Task to complete. The response must contain all of the entries, each one repeated exactly.

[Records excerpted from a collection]
########
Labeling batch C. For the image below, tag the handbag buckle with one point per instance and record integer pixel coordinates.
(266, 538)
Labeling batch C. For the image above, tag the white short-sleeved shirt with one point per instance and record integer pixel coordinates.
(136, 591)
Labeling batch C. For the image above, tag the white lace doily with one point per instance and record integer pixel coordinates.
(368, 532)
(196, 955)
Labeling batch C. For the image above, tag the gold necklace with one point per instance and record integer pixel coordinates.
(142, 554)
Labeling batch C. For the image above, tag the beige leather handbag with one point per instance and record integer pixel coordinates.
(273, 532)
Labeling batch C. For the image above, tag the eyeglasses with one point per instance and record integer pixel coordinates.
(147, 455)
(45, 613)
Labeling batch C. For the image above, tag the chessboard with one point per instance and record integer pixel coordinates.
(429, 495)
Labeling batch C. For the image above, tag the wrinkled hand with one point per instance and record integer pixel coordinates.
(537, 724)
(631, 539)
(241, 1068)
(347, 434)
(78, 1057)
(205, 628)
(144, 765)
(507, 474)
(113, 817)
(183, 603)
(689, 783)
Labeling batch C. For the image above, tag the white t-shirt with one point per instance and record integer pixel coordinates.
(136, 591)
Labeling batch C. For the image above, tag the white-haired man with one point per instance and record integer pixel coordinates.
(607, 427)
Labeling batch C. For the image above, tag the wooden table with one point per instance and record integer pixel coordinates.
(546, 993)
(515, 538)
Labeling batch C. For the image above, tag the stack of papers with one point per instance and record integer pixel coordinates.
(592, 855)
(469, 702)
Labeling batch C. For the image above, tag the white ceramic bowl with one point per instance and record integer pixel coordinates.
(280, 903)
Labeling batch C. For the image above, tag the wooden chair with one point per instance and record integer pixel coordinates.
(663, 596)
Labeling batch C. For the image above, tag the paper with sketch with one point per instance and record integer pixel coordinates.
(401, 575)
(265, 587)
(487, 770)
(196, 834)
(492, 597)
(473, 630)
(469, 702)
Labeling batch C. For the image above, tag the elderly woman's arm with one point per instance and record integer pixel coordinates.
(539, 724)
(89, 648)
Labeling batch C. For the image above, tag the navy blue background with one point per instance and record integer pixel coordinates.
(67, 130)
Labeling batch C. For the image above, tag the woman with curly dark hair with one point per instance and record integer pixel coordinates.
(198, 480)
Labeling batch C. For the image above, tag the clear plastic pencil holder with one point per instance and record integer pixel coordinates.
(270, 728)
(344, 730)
########
Result below.
Labeling batch C. For the image below, tag the handbag buckle with one point per instance and record integer pixel coordinates.
(266, 538)
Labeling batch C. For the image above, tag the white short-sleeved shirt with one point per instance and record integer pixel coordinates.
(136, 591)
Labeling batch C. For the image above, tag the white lace doily with one point per instance and record integer pixel coordinates.
(368, 532)
(196, 955)
Labeling batch C. For the image above, tag the gold necklace with one point per instance and record integer pixel coordinates.
(142, 554)
Labeling batch C. For the image above, tag the beige leather handbag with one point per instance and record integer pixel coordinates.
(273, 532)
Labeling batch C. For the image above, tag the eyeglasses with one point per instance and record integer pixel coordinates.
(147, 455)
(45, 613)
Labeling batch C. For the image above, tag the chessboard with one point per instance and record integer pixel coordinates.
(429, 495)
Labeling batch C. For the image above, tag the wrinkled hand with one point per instance and record integer pixel coordinates.
(537, 724)
(631, 539)
(241, 1068)
(347, 434)
(78, 1057)
(205, 628)
(144, 765)
(507, 474)
(113, 817)
(183, 603)
(689, 783)
Labeling batch C. For the image above, tag the white t-shirt with one point per instance and record integer pixel coordinates.
(136, 591)
Labeling batch C. For the image above, tag the white-haired man with one point per instance and record integer pixel coordinates.
(607, 427)
Labeling batch C. For the image above, tag the wooden table with one point per instance and record integer pixel coordinates.
(546, 993)
(515, 538)
Labeling batch C. For the image above, tag the stack of papers with one point per instance and record integer pixel coordinates.
(592, 855)
(469, 702)
Labeling batch C. For the image above, tag the white ceramic bowl with one point per instance and record integer pixel coordinates.
(280, 903)
Labeling batch C. For the image above, tag the wooden chair with one point per instance and record integer pixel coordinates.
(663, 596)
Labeling batch C. For the image above, tag the paper with sketch with one point per instance and record integer pixel coordinates.
(401, 575)
(265, 587)
(487, 770)
(196, 834)
(492, 597)
(473, 630)
(469, 702)
Labeling batch C. For the image above, tag the elderly woman's arm with one point per instance and record integer pixel coordinates.
(539, 724)
(89, 648)
Labeling batch C. For the image above, tag the navy blue background with one point per instance and record integer pixel coordinates.
(67, 130)
Labeling batch C. For the image above, tag the woman with curly dark hair with one point per instance and record integer pixel coordinates.
(198, 480)
Labeling batch C. For the image above, tag the clear plastic pencil holder with one point per instance and record integer pixel coordinates.
(270, 728)
(344, 730)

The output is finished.